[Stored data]

━━━━━━━━━━━━━━━━

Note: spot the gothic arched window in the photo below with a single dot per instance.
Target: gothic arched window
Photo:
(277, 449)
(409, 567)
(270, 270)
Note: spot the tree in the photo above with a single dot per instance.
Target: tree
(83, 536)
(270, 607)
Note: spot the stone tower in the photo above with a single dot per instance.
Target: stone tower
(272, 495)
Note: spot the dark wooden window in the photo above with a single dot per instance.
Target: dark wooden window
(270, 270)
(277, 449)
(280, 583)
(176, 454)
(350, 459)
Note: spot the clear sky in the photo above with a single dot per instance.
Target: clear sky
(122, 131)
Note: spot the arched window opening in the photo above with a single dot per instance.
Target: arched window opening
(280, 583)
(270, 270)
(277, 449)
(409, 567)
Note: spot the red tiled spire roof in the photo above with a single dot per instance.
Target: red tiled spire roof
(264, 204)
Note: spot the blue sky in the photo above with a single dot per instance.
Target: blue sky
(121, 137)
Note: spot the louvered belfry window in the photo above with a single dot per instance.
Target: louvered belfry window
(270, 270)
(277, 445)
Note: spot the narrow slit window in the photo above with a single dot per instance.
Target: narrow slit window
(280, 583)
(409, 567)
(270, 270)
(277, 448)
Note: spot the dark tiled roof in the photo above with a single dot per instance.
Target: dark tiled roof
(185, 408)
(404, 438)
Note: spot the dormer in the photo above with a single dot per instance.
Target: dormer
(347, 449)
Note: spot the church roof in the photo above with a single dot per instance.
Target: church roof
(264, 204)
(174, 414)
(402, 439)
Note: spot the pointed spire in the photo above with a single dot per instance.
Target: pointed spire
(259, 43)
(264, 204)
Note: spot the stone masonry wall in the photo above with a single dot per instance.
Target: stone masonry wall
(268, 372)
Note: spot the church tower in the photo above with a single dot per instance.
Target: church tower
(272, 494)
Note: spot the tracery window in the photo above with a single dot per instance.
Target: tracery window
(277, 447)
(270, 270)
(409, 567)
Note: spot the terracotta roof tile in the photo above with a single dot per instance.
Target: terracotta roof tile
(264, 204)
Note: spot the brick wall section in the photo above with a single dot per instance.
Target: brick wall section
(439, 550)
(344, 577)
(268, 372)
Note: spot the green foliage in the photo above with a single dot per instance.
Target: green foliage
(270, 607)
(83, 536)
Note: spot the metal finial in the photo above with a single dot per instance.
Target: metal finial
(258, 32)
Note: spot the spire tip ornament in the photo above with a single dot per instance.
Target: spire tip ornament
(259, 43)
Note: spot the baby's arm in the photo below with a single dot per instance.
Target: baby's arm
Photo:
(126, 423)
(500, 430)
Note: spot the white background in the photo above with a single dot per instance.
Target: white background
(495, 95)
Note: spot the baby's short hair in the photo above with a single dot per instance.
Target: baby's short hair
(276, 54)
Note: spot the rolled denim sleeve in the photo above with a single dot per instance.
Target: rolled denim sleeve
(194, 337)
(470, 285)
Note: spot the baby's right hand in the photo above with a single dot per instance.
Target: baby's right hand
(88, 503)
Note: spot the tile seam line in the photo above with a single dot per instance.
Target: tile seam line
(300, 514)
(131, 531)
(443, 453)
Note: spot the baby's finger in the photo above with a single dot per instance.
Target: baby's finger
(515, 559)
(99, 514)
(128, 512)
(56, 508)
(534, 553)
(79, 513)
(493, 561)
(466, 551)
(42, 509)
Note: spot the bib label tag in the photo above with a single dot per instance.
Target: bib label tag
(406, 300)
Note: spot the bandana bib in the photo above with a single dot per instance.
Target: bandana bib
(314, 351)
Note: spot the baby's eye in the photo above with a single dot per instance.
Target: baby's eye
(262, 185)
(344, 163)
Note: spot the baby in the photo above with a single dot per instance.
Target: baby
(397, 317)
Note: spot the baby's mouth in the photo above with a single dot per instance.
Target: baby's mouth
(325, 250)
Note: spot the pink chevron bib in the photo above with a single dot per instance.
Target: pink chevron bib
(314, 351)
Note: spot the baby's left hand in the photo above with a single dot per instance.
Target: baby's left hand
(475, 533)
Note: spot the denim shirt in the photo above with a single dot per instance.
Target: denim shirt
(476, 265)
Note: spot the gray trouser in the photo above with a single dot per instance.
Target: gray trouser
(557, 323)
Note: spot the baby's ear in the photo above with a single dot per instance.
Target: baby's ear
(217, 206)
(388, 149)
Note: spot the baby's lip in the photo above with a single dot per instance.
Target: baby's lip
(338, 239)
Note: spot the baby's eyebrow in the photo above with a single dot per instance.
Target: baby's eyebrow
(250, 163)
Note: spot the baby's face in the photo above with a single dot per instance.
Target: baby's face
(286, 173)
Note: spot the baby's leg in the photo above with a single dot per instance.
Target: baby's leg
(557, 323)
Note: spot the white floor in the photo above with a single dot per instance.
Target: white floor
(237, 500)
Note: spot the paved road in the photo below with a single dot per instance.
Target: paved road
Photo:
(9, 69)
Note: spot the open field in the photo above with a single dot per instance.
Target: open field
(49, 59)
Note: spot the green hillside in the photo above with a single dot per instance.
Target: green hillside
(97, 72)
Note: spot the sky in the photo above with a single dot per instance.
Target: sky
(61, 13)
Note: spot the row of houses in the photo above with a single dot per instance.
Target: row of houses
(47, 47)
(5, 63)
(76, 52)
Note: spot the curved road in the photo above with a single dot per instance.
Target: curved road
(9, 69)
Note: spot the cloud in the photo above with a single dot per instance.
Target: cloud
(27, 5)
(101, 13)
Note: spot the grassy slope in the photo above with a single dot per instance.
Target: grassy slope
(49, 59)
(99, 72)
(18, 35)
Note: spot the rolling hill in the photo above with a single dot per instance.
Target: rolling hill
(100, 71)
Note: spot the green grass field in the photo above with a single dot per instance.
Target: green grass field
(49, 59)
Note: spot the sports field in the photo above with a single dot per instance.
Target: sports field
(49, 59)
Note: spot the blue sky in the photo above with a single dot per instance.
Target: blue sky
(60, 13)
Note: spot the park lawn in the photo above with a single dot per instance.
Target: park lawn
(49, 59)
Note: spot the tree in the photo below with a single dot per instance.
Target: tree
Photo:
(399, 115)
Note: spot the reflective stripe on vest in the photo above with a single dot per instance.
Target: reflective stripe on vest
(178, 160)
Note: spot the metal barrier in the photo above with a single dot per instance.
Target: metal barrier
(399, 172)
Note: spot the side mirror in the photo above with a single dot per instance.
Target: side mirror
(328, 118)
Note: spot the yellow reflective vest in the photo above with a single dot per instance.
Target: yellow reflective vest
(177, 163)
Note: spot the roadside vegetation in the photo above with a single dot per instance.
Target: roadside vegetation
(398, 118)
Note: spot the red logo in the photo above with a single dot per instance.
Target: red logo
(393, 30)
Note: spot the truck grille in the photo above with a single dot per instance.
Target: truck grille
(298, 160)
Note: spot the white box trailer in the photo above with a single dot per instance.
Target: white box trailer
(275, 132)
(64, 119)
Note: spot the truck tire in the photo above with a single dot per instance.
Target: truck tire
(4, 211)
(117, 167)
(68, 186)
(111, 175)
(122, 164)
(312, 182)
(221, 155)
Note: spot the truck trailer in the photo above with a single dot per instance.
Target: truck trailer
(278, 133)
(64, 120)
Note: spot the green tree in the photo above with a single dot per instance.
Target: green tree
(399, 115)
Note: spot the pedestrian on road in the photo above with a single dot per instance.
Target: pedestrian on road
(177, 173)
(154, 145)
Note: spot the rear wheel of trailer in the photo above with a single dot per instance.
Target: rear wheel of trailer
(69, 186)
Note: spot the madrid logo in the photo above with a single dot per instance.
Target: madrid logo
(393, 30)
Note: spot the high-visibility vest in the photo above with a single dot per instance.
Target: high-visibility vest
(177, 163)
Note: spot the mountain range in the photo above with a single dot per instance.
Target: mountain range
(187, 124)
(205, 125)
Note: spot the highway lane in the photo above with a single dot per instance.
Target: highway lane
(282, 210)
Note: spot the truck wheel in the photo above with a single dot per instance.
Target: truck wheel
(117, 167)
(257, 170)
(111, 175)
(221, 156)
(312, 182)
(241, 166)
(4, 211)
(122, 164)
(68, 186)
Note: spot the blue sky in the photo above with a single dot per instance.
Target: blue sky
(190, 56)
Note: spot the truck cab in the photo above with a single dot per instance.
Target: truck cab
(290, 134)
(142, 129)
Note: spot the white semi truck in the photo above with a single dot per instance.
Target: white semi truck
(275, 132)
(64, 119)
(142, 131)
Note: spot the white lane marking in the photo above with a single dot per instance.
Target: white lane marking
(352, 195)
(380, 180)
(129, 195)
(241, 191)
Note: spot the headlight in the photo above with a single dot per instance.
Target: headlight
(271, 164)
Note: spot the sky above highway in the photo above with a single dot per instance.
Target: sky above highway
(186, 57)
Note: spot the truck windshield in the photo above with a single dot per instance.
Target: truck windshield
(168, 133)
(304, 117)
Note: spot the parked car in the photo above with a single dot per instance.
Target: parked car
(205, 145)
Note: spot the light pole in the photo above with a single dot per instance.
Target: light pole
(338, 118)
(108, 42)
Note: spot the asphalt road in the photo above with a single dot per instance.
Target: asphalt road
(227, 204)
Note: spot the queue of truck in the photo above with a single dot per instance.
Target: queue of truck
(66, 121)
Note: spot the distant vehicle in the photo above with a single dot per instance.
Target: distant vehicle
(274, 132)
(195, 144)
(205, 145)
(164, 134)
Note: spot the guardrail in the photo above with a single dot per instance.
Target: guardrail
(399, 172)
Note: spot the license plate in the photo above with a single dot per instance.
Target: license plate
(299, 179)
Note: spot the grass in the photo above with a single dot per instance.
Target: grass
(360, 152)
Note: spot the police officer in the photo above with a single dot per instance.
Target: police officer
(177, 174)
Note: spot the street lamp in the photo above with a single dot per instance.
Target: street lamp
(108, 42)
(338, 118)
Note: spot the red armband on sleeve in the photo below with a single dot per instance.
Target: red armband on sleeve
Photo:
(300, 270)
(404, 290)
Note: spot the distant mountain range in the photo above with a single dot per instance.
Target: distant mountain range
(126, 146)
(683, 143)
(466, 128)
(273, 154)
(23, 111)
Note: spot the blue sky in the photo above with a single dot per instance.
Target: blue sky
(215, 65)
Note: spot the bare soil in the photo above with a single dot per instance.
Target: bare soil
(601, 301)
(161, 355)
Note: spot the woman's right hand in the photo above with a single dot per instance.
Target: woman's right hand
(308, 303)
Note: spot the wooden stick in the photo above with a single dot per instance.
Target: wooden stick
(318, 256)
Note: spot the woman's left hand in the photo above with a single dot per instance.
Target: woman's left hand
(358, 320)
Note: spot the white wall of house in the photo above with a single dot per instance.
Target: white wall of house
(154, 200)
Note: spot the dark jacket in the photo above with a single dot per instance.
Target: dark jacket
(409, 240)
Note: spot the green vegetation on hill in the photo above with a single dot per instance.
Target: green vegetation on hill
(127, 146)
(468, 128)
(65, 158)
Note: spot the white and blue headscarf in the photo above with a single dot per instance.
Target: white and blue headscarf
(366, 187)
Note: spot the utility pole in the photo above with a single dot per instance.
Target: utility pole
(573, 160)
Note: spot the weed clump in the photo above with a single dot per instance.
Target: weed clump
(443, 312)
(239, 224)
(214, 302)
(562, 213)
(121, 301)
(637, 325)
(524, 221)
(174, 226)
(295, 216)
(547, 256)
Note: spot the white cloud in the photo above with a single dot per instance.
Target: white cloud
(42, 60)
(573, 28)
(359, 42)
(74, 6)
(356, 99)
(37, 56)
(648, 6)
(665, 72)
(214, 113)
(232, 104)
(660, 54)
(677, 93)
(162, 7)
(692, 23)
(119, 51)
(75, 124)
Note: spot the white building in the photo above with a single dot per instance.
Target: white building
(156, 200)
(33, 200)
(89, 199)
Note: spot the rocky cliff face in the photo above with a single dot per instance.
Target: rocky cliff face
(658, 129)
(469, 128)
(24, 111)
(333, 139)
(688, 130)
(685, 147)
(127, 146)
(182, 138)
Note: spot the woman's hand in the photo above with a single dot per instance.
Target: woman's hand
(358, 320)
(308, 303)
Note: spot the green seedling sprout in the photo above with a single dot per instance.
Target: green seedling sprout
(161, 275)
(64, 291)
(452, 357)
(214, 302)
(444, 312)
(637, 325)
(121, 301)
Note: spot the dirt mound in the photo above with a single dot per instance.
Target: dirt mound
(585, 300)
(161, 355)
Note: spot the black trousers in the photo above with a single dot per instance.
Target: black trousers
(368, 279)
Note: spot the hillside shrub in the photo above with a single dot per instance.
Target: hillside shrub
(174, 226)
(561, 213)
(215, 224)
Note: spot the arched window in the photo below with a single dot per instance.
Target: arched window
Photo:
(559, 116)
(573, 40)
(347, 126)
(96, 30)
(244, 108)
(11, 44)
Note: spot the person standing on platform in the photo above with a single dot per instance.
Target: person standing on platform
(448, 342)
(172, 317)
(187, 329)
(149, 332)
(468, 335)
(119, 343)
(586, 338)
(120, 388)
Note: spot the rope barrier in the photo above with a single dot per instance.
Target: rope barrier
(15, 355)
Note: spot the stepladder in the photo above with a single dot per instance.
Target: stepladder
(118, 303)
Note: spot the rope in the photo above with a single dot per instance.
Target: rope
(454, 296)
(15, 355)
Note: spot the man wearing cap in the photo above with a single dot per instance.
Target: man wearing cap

━━━━━━━━━━━━━━━━

> [WORK REQUEST] Work out how many lines in the records above contain the word "armband", and reply with that number alone.

> [OUTPUT OF THE TASK] 2